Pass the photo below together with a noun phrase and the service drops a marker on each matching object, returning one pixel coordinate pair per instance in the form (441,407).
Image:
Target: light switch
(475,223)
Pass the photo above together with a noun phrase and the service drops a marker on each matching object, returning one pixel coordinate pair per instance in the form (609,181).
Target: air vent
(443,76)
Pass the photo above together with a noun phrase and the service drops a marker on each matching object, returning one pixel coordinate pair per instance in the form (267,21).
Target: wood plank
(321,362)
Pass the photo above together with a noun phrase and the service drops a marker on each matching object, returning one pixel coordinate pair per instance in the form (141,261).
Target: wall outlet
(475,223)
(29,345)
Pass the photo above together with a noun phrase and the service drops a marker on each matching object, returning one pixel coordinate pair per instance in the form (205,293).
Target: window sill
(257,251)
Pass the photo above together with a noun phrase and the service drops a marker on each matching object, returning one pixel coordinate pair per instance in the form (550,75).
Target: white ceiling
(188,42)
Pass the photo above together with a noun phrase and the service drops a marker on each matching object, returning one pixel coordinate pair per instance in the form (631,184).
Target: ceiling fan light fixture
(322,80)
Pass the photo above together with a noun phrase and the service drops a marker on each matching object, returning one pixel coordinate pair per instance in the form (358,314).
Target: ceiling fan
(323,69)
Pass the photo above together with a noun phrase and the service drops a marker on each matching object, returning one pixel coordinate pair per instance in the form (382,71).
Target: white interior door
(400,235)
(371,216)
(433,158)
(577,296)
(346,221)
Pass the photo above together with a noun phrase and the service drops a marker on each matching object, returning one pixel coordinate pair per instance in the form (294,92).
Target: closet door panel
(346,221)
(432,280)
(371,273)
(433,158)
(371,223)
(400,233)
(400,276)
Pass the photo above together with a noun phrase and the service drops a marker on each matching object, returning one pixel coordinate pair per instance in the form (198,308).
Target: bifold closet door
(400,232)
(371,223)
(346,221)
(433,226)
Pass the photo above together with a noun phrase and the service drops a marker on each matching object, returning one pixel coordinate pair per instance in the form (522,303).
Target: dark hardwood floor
______________________________
Problem to work on | Reproduce all of the rows, changing every "noun phrase" to "short label" and leaving the rest untouched.

Problem solution |
Pass the photo below together with a short label and the service drops a marker on each matching object, returning one pixel coordinate pair per instance in the form (441,407).
Image:
Target: light switch
(475,223)
Pass the photo above together with a short label and the service drops a marker on each matching object, returning one pixel coordinate pair per instance in the form (609,181).
Target: air vent
(443,76)
Pass the photo above together with a short label and the service drops a marker on each matching object, returning one pixel coordinate pair per instance in the form (267,21).
Target: wood plank
(321,362)
Pass the photo above together with a short label and the service drops a marker on each matching object, returning one pixel coordinate pair per instance in the form (141,261).
Target: wall outlet
(475,223)
(29,345)
Pass the photo above together with a short label and the service drops a marker on each matching object, returning one pixel coordinate pair per instance in the form (205,293).
Target: window sill
(257,251)
Pass the photo above together with a short label and the service drops a marker on each matching object, returning one pixel coordinate pair per instance in the form (550,75).
Target: white ceiling
(188,42)
Pass the photo above together with a short label and the service drops a marker on each matching object, returning one pixel coordinate pair per instance in the form (631,184).
Target: ceiling fan light fixture
(322,80)
Pass the photo above together with a short label and the service drops a marker on each matching object, returning one pixel coordinate pair per instance in the form (358,314).
Target: ceiling fan
(323,69)
Pass the photo above together with a short label and the service drops a marker on each matching object, returning one pixel coordinate pair per instance in the form (382,71).
Target: white interior door
(400,235)
(371,216)
(433,158)
(577,296)
(346,221)
Pass the photo above together with a short label and the service drops a marker on each matching object, returning one pixel coordinate pair per instance in the form (294,92).
Target: closet door panel
(346,221)
(432,280)
(371,273)
(433,158)
(371,223)
(400,233)
(400,276)
Pass the photo above together with a short label and the service drops a marker on each matching object, returning one pixel coordinate pair per instance in the form (198,308).
Target: bifold closet door
(400,232)
(371,223)
(346,221)
(433,226)
Pass the photo above together with a short label and the service drops a marker on each matching object, returning one pixel coordinate pair per instance in the form (522,303).
Target: dark hardwood floor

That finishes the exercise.